TEXT SHOWN:
How the luxury asset investing space has developed this year and looking ahead to 2025 by Eran Peer, Co-Founder and CEO of Konvi:

 

Market volatility and diversification

 

“Volatility returned with a bang to financial markets in 2024, largely driven by geopolitics. With conflicts increasing worldwide, the growing potential of global trade wars and a record year for elections being set, geopolitical tension has inevitably affected investment markets, causing volatility across a variety of regions.

“This volatility has created a particularly treacherous environment for retail investors due to uncertainty. As a result, we’ve seen an influx of new investors into alternative assets seeking more secure, solid and longer-term returns on their investments.

“Luxury assets provide a strong alternative to traditional investing routes, particularly in times of high volatility. Unlike more popular assets, such as stocks or bonds, luxury and alternative assets, like fine wines, whiskies, watches and even fossils, are more detached from the global financial markets. This means they’re generally affected by the swings and dips of a volatile stock market, often seeing more steady growth.

“With geopolitical tension showing no signs of easing, we expect market volatility to continue into 2025. As a result, we expect to see continued growth in the interest in luxury asset investing we’ve witnessed this year, as investors diversify their portfolios away from traditional investing routes.”

 

Blockchain

 

“Having past the peak of its hype over the past few years, blockchain is re-emerging as a key technology for a range of use cases. In the luxury assets space, we have seen it become an important means for boosting liquidity, security and transparency – key issues within the space.

MATERIAL:
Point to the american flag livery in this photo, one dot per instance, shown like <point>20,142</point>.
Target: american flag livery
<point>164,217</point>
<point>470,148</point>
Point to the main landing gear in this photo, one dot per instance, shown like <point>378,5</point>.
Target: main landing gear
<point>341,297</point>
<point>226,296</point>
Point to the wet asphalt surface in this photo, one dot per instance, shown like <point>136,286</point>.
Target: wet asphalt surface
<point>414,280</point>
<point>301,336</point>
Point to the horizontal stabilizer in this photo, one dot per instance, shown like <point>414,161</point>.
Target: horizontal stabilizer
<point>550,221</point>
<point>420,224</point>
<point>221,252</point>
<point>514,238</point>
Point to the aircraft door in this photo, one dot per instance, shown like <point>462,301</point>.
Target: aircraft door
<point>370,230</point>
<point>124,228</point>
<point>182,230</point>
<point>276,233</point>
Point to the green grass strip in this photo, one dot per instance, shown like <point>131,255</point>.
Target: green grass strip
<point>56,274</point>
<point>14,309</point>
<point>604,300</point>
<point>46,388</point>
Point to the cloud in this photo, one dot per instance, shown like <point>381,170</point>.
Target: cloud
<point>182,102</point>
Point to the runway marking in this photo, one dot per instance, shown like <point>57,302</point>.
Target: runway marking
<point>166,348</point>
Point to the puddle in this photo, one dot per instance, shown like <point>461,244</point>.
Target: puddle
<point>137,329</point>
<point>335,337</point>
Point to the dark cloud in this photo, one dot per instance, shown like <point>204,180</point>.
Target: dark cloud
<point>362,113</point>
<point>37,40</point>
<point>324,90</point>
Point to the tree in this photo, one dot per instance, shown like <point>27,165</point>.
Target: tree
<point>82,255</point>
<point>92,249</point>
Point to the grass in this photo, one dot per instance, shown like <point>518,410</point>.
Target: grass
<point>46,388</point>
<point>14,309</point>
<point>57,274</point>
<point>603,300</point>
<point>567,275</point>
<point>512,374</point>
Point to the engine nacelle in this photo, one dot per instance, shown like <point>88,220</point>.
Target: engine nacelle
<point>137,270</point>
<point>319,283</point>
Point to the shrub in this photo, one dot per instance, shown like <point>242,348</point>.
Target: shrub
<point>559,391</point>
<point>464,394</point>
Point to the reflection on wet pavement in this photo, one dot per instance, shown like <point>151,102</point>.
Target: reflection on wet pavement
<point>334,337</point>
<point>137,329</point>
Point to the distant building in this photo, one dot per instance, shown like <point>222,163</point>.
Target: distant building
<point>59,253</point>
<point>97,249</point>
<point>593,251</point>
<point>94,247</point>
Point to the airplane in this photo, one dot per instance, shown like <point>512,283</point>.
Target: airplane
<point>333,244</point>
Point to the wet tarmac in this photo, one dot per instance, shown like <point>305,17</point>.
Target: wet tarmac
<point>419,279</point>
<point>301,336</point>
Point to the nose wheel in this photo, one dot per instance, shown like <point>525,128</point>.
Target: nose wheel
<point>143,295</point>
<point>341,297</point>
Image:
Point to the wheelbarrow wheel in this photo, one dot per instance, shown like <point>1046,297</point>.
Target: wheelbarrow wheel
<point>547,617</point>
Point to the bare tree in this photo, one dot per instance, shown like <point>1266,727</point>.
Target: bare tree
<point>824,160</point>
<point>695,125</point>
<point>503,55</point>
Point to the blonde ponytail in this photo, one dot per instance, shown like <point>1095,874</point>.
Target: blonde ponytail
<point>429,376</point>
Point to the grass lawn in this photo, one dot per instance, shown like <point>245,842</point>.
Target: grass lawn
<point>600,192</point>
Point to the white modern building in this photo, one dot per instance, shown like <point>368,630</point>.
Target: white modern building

PARTS OF THE EXERCISE:
A – According to the luxury asset investing text, what largely drove the return of volatility to financial markets in 2024?
B – Write out the luxury asset investing text from "Market volatility and" up to and including "on their investments.".
C – Continue the luxury asset investing text from the point at which it stops.

TASK-BY-TASK OUTPUTS:
A – Geopolitics.

B –
Market volatility and diversification

 

“Volatility returned with a bang to financial markets in 2024, largely driven by geopolitics. With conflicts increasing worldwide, the growing potential of global trade wars and a record year for elections being set, geopolitical tension has inevitably affected investment markets, causing volatility across a variety of regions.

“This volatility has created a particularly treacherous environment for retail investors due to uncertainty. As a result, we’ve seen an influx of new investors into alternative assets seeking more secure, solid and longer-term returns on their investments.

C –
“Decentralised ledger systems are becoming increasingly recognised as a way to provide investors with verifiable ownership records for high-value assets and enable instant transfer of ownership. Tokenising assets tackles the age-old issue of transferring ownership of assets that are often fragile, precious or difficult to relocate physically, bolstering liquidity in luxury markets. Tokenising illiquid assets could create a global market worth up to $16 trillion by 2030 and is already being explored in areas such as real estate.

“DLT also offers high levels of security, mitigating the risk of fraud, and will also ease the implementation of fractional ownership models, helping to democratise the asset class.

“Looking ahead to 2025, we expect to see an expansion of blockchain’s role within the luxury assets investing space. The adoption of tokenisation and smart contracts could significantly streamline the trading process for luxury assets, in addition to reducing transfer costs and eliminating inefficient market intermediaries.”

 

Gen Z and Millennial investors

 

“One of the key trends we’ve noticed in 2024 has been the uptick in Gen Z and Millennials’ engagement in the luxury asset investing space. Gen Z and millennials are living under a unique financial environment that is much harsher than previous generations.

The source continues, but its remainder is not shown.